— Begin RECORDS FOR THE EXERCISE —

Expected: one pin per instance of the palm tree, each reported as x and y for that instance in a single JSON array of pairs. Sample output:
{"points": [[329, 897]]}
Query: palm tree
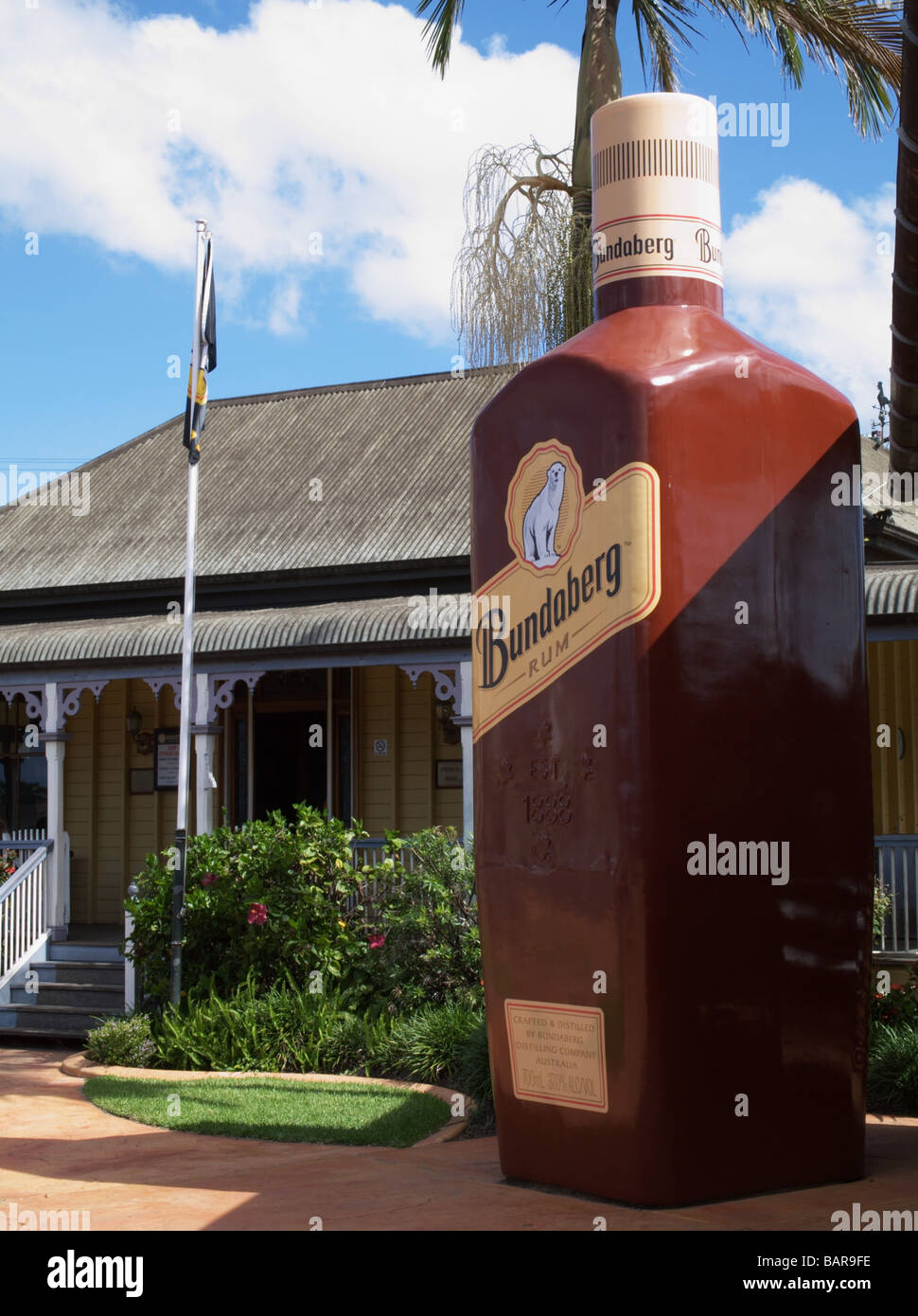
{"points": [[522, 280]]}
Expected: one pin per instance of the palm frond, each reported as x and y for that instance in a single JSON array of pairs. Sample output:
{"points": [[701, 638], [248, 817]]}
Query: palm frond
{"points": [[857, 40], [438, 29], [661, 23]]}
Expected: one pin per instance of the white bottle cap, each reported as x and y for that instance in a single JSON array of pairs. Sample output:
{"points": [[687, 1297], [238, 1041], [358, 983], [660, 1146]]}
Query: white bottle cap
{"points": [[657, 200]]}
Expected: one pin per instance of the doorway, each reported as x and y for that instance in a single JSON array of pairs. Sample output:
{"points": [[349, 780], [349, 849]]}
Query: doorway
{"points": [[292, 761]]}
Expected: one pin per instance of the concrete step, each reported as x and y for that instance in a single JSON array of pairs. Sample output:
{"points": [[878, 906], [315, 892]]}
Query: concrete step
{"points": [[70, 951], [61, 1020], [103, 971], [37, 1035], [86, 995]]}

— End RECORDS FOR THE EXERCISE —

*DO THIS*
Rewrite all the entries above, changing every "Sample output" to "Example output" and keeping everything else the same. Leave out the pictures.

*PROBLEM SOLUTION*
Expected: one pin per instance of the palm tree, each reported as x and y for that instance in a single JSON array of pairs. Example output:
{"points": [[329, 897]]}
Query: palm tree
{"points": [[522, 280]]}
Expected: one pin per instance of the palm frond, each reported as x and y for that instance in a single JSON array of pairs. Example output:
{"points": [[701, 638], [248, 817]]}
Query: palm frond
{"points": [[857, 40], [438, 29], [661, 23]]}
Expected: one pin per instance of the white bottle cap, each reported as x and y for that instance in a single JSON array of pairs. Example output:
{"points": [[687, 1297], [238, 1041], [358, 983], [660, 1146]]}
Query: white bottle cap
{"points": [[657, 200]]}
Expected: one pin per instance of the doorway, each reported as x and y for that instance in a single JSON array of pairs. Example output:
{"points": [[349, 780], [349, 849]]}
Query: doorway
{"points": [[292, 761]]}
Expected: one pin per instance of the concrete step, each reported as x and y for that instance in a single JSON array of pairs. Example output:
{"points": [[878, 906], [315, 892]]}
Query: concrete step
{"points": [[70, 951], [61, 1020], [103, 971], [37, 1035], [86, 995]]}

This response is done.